Repeat every record below exactly as written.

[Location labeling records]
+-------+

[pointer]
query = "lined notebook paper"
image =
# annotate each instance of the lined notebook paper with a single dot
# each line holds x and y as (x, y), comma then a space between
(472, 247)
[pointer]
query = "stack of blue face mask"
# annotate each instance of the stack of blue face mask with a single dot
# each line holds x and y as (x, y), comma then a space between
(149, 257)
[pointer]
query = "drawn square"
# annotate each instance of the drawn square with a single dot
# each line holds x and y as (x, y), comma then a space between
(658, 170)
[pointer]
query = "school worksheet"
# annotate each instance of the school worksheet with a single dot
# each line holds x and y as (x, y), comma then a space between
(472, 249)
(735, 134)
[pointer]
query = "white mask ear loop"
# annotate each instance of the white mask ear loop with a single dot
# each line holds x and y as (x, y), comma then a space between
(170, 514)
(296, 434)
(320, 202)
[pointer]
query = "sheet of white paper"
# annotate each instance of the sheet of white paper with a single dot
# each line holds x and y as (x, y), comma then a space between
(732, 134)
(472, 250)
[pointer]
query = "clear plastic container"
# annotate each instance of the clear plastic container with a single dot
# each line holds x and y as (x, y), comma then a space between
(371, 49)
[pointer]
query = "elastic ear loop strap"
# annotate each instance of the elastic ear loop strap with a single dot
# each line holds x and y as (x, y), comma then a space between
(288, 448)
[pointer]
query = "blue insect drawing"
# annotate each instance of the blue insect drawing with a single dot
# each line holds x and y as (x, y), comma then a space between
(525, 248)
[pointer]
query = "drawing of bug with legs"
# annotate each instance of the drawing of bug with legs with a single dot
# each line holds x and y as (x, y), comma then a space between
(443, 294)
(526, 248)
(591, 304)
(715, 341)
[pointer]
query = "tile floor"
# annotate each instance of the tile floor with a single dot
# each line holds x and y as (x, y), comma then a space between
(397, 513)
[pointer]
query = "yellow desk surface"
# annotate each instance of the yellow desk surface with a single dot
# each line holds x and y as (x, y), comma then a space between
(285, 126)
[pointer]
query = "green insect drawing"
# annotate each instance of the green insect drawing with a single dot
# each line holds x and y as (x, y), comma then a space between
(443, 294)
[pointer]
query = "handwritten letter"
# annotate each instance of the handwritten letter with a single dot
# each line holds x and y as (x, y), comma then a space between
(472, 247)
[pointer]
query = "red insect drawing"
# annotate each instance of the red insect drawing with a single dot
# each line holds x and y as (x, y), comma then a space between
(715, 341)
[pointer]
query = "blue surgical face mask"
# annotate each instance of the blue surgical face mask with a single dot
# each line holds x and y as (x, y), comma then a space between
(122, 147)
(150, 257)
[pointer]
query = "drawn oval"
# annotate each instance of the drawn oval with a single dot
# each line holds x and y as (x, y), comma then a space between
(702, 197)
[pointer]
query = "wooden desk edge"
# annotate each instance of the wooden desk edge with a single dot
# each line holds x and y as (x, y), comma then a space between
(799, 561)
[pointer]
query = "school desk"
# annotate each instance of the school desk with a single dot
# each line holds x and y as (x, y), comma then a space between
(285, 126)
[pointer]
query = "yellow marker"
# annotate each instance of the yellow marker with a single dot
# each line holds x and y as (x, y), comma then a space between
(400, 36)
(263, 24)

+-------+

[Task output]
[pointer]
query = "lined notebook paper"
image =
# annotate each instance of the lined notebook paper with a single dot
# each line holds x and y as (x, y), comma then a space between
(472, 247)
[pointer]
query = "stack of blue face mask"
# annotate each instance of the stack of blue face mask with a single dot
# each line holds x and y as (x, y), comma then a space between
(149, 257)
[pointer]
query = "drawn square"
# annotate each instance of the drawn square with a single dot
# each line holds x and y as (x, y), comma then a space between
(658, 170)
[pointer]
query = "school worksheet"
# annotate each instance of the school worksheet with a single dot
# each line holds x and y as (x, y), comma then a space between
(472, 249)
(735, 134)
[pointer]
query = "white mask ear loop"
# annotate each instance of the white mask ear loop with a single dot
# each line holds x and y as (x, y), comma then a space between
(170, 514)
(296, 434)
(320, 202)
[pointer]
query = "sheet of white paper"
# annotate each instance of the sheet of white paper with a single dot
# each line holds x and y as (x, y), comma then a space between
(732, 134)
(472, 250)
[pointer]
query = "clear plastic container"
# annotate each instance of the clear plastic container with a single dot
# each line holds x and y as (x, y), comma then a space between
(371, 49)
[pointer]
query = "elastic ear loop strap"
# annotate each instance of the elastic ear loop strap with a single dot
# each line holds x and y as (x, y), comma then a space between
(288, 448)
[pointer]
query = "blue insect drawing"
# annotate each instance of the blue insect drawing with a single dot
# each line holds x and y as (x, y), comma then a space between
(525, 248)
[pointer]
query = "drawing of bug with legs"
# annotate each instance of the drawing of bug with legs with a single dot
# each line holds x and y as (x, y), comma then a space between
(443, 294)
(526, 248)
(591, 304)
(715, 341)
[pointer]
query = "tile floor"
# annotate each instance of the tile floor with a single dot
# each line holds x and y as (x, y), comma then a space between
(397, 513)
[pointer]
query = "yellow desk surface"
# annotate each instance of the yellow desk surface with a single dot
# each line holds x and y as (x, y), comma then a space between
(285, 126)
[pointer]
query = "green insect drawing"
# annotate each instance of the green insect drawing with a single dot
# each line holds x and y as (x, y), comma then a space between
(443, 294)
[pointer]
query = "handwritten letter"
# annotate each instance of the handwritten letter with a single dot
# each line holds x and y as (x, y), comma then a space between
(472, 247)
[pointer]
query = "red insect drawing"
# annotate each instance of the red insect drawing with a single dot
# each line holds x and y as (x, y), comma then a space between
(715, 341)
[pointer]
query = "blue surgical face mask"
# annotate each instance of the blue surgical face mask with a single dot
# each line holds x and y as (x, y), comma then a space between
(122, 147)
(150, 257)
[pointer]
query = "drawn oval"
# annotate each instance of the drawn oval with a single dot
# each line holds x and y as (x, y), comma then a space between
(702, 197)
[pointer]
query = "wooden desk edge"
# annotate each instance of the wooden desk edge with a single dot
# each line holds x and y as (x, y), comma then a space between
(799, 561)
[pointer]
query = "school desk"
# annotate each instance of the school desk with a single dot
# each line holds x and y as (x, y), comma then a space between
(285, 126)
[pointer]
query = "yellow marker"
# annotate each instance of the yellow marker with a single dot
# each line holds x and y as (x, y), comma then a space between
(400, 36)
(263, 24)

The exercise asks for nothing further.